* _Assignment_
If a line below contains the word "after", count it; give only the total.

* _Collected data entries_
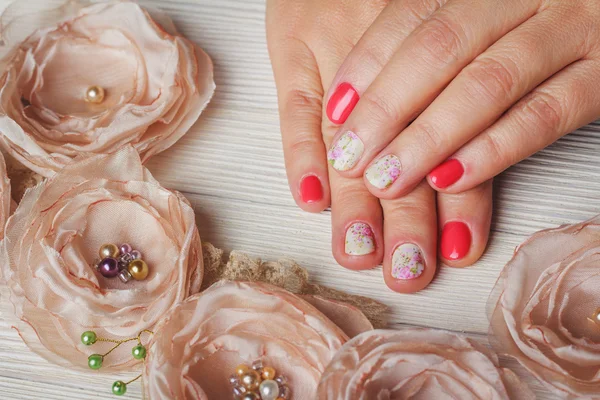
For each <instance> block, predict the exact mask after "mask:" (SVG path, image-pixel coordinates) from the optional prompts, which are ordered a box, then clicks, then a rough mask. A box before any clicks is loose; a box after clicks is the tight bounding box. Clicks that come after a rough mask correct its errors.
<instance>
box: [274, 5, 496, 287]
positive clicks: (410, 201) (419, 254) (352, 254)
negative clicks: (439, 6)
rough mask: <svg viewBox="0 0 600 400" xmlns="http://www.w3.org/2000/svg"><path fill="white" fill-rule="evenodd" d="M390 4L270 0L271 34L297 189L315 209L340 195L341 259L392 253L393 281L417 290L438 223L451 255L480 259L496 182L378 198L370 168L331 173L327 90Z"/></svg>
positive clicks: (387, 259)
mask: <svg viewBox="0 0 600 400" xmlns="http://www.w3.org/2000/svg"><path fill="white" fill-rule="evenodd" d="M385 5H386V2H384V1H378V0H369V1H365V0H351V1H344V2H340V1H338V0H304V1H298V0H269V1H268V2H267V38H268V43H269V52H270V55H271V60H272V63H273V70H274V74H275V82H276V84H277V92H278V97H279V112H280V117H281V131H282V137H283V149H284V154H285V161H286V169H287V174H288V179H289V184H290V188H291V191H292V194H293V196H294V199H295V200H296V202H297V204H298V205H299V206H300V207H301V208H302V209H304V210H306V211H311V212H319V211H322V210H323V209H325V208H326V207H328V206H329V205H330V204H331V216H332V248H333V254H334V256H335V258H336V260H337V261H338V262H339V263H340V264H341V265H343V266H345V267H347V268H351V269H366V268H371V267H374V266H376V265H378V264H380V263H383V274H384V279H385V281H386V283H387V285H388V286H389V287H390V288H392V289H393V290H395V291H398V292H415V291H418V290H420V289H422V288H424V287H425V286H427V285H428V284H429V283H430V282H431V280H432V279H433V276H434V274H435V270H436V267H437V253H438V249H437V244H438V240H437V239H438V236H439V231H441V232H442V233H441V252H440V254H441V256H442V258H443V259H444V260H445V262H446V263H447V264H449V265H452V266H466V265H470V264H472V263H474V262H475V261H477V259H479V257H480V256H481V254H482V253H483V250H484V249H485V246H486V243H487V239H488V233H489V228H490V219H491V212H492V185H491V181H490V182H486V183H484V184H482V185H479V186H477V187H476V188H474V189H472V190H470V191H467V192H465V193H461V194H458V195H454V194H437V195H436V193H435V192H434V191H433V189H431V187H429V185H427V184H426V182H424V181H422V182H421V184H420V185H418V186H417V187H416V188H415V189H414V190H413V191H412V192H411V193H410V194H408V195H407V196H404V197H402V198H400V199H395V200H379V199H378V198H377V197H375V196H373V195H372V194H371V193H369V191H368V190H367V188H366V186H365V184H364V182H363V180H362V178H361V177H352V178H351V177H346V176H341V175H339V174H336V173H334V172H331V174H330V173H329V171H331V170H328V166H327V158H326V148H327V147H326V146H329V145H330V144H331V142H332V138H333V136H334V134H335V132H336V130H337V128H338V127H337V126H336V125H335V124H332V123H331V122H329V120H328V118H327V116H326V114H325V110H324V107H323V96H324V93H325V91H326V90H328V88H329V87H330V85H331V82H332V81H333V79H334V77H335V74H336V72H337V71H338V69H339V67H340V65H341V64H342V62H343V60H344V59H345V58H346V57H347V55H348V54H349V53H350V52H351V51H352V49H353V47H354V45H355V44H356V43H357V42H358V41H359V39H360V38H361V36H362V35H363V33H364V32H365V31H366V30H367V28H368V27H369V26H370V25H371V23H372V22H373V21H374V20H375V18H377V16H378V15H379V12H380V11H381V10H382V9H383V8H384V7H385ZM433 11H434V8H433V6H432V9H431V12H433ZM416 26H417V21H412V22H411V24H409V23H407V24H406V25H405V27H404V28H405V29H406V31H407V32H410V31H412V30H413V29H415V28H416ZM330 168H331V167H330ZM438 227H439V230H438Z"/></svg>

==

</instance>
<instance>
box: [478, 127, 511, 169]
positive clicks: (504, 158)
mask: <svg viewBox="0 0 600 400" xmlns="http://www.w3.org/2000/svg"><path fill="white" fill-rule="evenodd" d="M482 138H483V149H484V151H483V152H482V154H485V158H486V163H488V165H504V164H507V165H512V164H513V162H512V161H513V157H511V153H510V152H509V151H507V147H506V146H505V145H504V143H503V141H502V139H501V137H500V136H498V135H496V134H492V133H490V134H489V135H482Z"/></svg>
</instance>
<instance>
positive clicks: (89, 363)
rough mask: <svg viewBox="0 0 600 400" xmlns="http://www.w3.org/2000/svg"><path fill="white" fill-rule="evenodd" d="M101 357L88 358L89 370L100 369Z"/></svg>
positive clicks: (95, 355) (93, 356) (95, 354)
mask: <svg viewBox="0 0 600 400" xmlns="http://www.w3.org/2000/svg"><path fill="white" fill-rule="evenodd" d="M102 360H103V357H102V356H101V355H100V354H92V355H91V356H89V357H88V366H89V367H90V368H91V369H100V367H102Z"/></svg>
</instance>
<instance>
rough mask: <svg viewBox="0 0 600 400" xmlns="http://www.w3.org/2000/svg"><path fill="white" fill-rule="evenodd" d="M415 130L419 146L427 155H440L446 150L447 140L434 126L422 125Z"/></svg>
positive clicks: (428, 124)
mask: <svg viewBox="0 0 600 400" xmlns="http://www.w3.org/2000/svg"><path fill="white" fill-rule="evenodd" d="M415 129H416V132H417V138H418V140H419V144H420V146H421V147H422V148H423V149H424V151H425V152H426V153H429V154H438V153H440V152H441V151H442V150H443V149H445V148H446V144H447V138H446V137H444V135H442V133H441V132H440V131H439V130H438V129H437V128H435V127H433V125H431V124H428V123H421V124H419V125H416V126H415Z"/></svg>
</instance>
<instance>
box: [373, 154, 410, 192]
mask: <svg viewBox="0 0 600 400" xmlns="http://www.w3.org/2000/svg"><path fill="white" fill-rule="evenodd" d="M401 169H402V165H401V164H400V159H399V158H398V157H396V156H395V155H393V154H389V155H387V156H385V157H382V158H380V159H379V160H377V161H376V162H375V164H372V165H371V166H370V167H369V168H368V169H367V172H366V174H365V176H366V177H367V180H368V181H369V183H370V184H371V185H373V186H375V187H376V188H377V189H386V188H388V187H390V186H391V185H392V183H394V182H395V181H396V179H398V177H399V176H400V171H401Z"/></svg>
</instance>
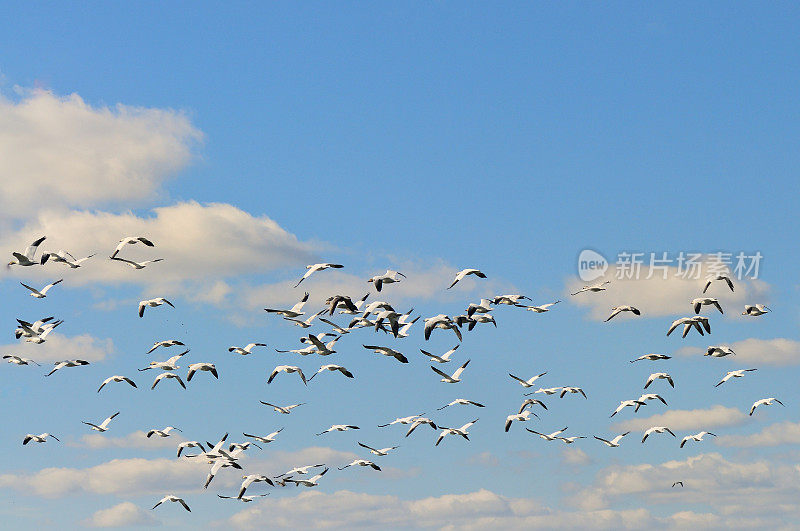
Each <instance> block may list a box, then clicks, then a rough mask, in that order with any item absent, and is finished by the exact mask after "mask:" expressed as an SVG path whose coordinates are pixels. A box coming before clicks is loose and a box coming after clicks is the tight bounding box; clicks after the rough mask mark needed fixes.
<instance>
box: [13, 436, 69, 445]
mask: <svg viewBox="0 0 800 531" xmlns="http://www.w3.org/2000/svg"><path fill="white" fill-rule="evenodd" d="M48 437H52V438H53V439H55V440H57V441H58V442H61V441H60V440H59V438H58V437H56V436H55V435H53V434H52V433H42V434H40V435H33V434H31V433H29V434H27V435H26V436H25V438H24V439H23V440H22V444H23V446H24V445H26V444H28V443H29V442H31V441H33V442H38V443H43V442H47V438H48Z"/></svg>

* _Solution to the problem_
2